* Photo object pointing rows
____
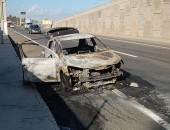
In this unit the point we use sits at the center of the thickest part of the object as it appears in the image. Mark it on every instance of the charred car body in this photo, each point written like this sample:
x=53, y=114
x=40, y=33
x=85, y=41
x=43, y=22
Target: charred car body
x=85, y=61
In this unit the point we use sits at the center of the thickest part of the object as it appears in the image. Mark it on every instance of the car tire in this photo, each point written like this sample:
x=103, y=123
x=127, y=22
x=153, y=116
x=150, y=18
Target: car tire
x=66, y=82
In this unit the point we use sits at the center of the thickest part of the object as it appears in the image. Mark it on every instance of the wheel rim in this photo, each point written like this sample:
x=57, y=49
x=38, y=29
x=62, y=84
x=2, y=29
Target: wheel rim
x=66, y=82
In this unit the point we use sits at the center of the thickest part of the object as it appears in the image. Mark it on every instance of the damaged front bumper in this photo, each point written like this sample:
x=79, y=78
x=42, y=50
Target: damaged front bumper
x=95, y=77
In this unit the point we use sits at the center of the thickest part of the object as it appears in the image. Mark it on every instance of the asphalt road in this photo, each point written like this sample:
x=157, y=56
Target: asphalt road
x=114, y=110
x=147, y=60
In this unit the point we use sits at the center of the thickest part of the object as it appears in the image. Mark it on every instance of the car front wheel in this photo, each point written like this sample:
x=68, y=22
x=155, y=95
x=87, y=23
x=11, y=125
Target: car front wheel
x=66, y=82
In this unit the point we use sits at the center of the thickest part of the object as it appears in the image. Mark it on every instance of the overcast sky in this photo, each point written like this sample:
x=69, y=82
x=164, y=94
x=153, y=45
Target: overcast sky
x=53, y=9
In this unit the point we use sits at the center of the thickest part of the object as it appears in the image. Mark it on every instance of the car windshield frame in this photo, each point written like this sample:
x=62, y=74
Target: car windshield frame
x=63, y=49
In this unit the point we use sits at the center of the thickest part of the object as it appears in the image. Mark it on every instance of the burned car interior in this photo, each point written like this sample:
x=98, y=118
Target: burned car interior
x=80, y=46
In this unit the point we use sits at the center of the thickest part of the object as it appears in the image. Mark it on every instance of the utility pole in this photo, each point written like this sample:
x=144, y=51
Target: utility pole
x=3, y=17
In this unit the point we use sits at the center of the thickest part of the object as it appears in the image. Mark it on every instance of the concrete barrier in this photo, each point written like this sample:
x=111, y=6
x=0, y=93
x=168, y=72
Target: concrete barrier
x=136, y=18
x=1, y=37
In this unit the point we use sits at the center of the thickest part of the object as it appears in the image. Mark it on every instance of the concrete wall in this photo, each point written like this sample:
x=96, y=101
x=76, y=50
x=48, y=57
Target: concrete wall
x=137, y=18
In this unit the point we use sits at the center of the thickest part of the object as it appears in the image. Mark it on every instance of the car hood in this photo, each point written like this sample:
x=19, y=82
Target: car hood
x=92, y=60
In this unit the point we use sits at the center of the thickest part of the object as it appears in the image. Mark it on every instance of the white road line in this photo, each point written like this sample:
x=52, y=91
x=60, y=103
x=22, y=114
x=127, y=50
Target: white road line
x=143, y=109
x=137, y=43
x=125, y=54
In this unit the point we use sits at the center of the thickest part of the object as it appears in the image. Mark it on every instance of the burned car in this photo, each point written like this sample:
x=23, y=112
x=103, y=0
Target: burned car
x=58, y=31
x=85, y=61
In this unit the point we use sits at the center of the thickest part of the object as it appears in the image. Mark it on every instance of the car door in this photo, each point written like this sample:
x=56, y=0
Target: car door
x=39, y=63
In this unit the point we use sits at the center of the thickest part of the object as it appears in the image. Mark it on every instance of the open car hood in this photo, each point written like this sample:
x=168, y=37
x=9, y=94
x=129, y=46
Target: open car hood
x=92, y=60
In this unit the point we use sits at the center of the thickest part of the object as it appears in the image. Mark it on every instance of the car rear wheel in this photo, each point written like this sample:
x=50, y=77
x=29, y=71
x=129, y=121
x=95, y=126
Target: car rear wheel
x=66, y=82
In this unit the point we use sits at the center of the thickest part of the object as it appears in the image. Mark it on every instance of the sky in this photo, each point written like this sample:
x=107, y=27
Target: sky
x=52, y=9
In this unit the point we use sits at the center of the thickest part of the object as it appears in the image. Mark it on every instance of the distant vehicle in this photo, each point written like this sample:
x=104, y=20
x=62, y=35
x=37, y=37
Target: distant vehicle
x=12, y=25
x=9, y=23
x=27, y=25
x=58, y=31
x=34, y=29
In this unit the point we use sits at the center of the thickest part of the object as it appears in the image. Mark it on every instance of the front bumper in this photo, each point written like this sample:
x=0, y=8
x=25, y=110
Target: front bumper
x=101, y=77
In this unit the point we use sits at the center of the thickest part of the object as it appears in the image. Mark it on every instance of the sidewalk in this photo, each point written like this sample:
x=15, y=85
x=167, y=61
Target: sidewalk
x=21, y=107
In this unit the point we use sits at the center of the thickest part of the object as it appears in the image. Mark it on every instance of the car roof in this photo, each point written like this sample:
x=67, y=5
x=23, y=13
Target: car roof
x=74, y=36
x=60, y=28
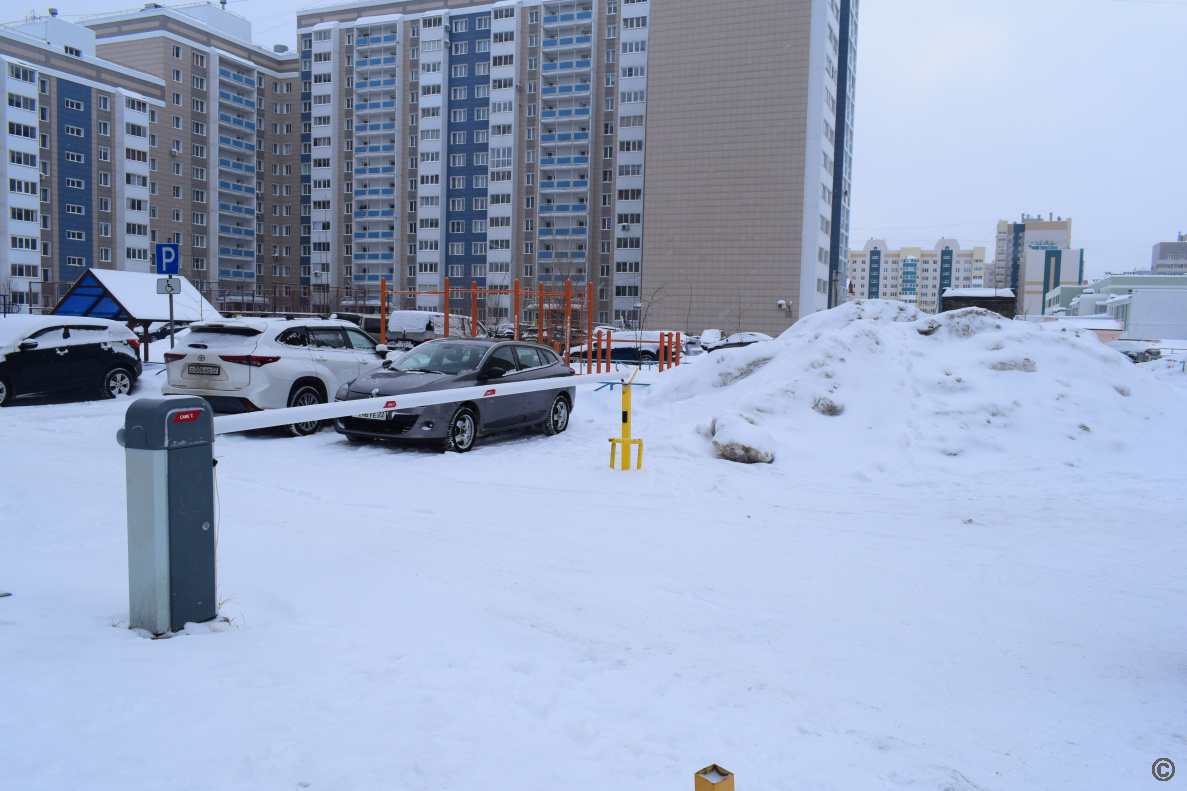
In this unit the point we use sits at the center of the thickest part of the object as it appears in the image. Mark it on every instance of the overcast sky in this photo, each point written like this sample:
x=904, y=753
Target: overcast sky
x=976, y=111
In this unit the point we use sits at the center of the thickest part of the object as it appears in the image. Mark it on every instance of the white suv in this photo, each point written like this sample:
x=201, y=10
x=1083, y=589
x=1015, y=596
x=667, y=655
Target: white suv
x=243, y=365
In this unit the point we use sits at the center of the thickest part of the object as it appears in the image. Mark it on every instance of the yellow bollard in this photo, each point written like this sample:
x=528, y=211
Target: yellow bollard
x=626, y=441
x=713, y=778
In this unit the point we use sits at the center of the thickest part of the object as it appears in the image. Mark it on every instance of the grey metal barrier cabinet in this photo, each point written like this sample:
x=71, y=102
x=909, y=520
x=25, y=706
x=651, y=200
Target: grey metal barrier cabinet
x=169, y=448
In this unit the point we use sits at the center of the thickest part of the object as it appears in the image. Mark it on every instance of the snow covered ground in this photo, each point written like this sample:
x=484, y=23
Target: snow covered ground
x=949, y=584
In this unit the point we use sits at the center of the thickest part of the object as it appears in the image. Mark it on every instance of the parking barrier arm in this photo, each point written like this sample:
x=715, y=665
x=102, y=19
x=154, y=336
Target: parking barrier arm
____
* Exercise description
Please write out all the rows above again, replacing "thickest part" with "widest part" wherever it appears and leaving everything else unchanged. Omit the pictures from your answer.

* Final result
In this unit the point we use sits at the center of the widest part of the object as it appears in the image. Mark it on every instance of the charred car body in this photo, each point written like this sample:
x=53, y=114
x=40, y=33
x=85, y=41
x=43, y=22
Target: charred car body
x=85, y=61
In this unit the point we use sits at the center of the widest part of the object as it appears in the image. Mark it on every instance of the car tire in this photo, each point written like this sample:
x=103, y=123
x=127, y=22
x=153, y=116
x=150, y=18
Target: car tire
x=66, y=82
In this unit the point we use sits at the center of the widest part of the object as it appears in the image. Mark it on every instance of the wheel rim in this photo, each point written like this sample:
x=57, y=49
x=38, y=29
x=62, y=84
x=2, y=29
Target: wheel rim
x=66, y=82
In this unit the point we use sits at the center of the widest part of the object as it appears in the image. Mark it on every instance of the damaged front bumper in this photo, each point written like this sample:
x=79, y=78
x=42, y=50
Target: damaged front bumper
x=95, y=77
In this unit the point we use sits at the center of the widest part of the object as it appears in the image. Mark it on every instance of the asphalt road in this photo, each point written like this sample:
x=157, y=56
Target: asphalt road
x=114, y=110
x=147, y=60
In this unit the point we use sits at the center of the widest part of the object as it appears in the image. Mark it on every instance of the car front wheel in this photo, each point written like this sample:
x=68, y=22
x=155, y=95
x=87, y=23
x=11, y=125
Target: car front wheel
x=66, y=82
In this unit the point we use sits at the center of the widest part of the object as it appears in the image. Mark it on every instance of the overcast sky in this photo, each point written like this sample:
x=69, y=82
x=164, y=94
x=153, y=45
Target: overcast sky
x=53, y=9
In this unit the point we use sits at the center of the widest part of the object as it appears in the image. Mark it on every instance of the car windshield frame in this photo, each point written like this sample:
x=62, y=74
Target: car windshield frame
x=63, y=49
In this unit the point we use sits at the center of the widest part of the object as it appears in the image. Mark it on every instance of the burned car interior in this photo, each point written like this sample:
x=98, y=118
Target: burned car interior
x=80, y=46
In this unit the point we use sits at the center of the widest part of the object as it appears in the image. Mark it on every instance of the utility pole in this photo, each point written like this sample:
x=144, y=51
Target: utility pole
x=3, y=17
In this unit the point we use sits at the center of the widest part of the object as it appears in the image. Mark it on every instance of the concrete barrier in this photo, each point written like this sample:
x=111, y=6
x=0, y=93
x=168, y=72
Target: concrete barrier
x=136, y=18
x=1, y=37
In this unit the point we use sits at the center of the widest part of the object as it appears in the image. Mark it on every instance of the concrete wall in this photo, each point written like this sample:
x=96, y=101
x=76, y=50
x=48, y=57
Target: concrete wall
x=137, y=18
In this unit the point we use sits at the center of the widest part of the object as it appears in the image. Mark it on every instance of the car hood in this photo, each point written like this sample:
x=19, y=82
Target: car hood
x=92, y=60
In this unit the point we use sits at the center of the widest part of the object as it appears in the image. Mark it on every instance of the white road line in this photo, each point written like this sample:
x=52, y=91
x=60, y=103
x=22, y=114
x=127, y=50
Target: white road line
x=143, y=109
x=137, y=43
x=125, y=54
In this unit the point we use sits at the center of the widest part of the object as it appears in the image. Mark it on every instance of the burned car in this photo, each point written like this sample:
x=23, y=112
x=103, y=0
Target: burned car
x=58, y=31
x=85, y=61
In this unit the point we use sits at the center of the widest part of the object as it appears in the image. Mark it on every instance of the car door in this photo, each point written like this sample:
x=56, y=0
Target: car door
x=39, y=63
In this unit the point we use sits at the center of the widest part of the object as it appears in the image. Mark it on every instance of the open car hood in this photo, each point written like this sample:
x=168, y=37
x=9, y=94
x=129, y=46
Target: open car hood
x=92, y=60
In this unit the point we use sits at the center of the widest part of the object as it appears in the image. Mark it on every instance of the car rear wheel in this photo, each point written like this sample:
x=50, y=77
x=29, y=71
x=129, y=121
x=95, y=126
Target: car rear wheel
x=66, y=82
In this unit the point we use sits at the center of the widest part of the object as it appears in the image. Mark it on every instance of the sky in this photo, each point written like this sample:
x=107, y=27
Target: sky
x=52, y=9
In this unit the point we use sits at the center of the widest part of the object as it appears in the image. Mark it on every instance of the distant vehicle in this photo, each point written like this sample:
x=104, y=20
x=62, y=35
x=37, y=37
Target: distant vehicle
x=12, y=25
x=9, y=23
x=27, y=25
x=58, y=31
x=34, y=29
In this unit the point we use sits at the center of the widest part of the object as it appears in the image. Mark it on every instance of the front bumper in this photo, each point written like this sample:
x=0, y=8
x=25, y=110
Target: front bumper
x=101, y=77
In this unit the point we use sits at the center of the widest part of the object as it appears in the image. Mark it on every instance of the sidewalk in this photo, each point written like this sample:
x=15, y=85
x=167, y=61
Target: sidewalk
x=21, y=107
In this unit the point we use sits at the center of the widest part of the object as it appears in the image. Mark it on every instance of the car roof in this photo, each point written like this sample:
x=67, y=5
x=23, y=13
Target: car roof
x=74, y=36
x=60, y=28
In this unit the point we use sits at the center of the widest part of the object as it appears in the image. Mark it on every instance of the overcast sky in this photo, each point written like this sample:
x=904, y=753
Target: overcast sky
x=976, y=111
In this unit the point we use sits at the center of the widest part of the object as it appears in the image. Mark it on every instance of the white suv in this photo, each point written like this sample:
x=201, y=10
x=1083, y=589
x=1015, y=596
x=667, y=655
Target: white suv
x=243, y=365
In this unit the point we use sits at the center of the widest part of the object as it appears in the image. Mark it on every instance of the yellow bollard in this photo, each point written like this sample:
x=528, y=211
Target: yellow bollard
x=626, y=441
x=713, y=778
In this unit the point we use sits at the center of the widest part of the object as it appears in the image. Mark it on every instance of the grey metal barrier cabinet in this photo, each point written like this sample:
x=71, y=102
x=909, y=520
x=25, y=706
x=651, y=200
Target: grey metal barrier cabinet
x=169, y=448
In this unit the point we use sits at the center of the widest part of the object as it appears in the image. Mark it on every instance of the snow covered ground in this photo, each point written like this sample:
x=484, y=23
Target: snow covered ground
x=949, y=584
In this unit the point we use sits at the center of the widest part of the object as it appears in the image. Mark it on every instance of the parking barrier arm in this photo, each point written like this sample:
x=715, y=665
x=102, y=19
x=154, y=336
Target: parking barrier arm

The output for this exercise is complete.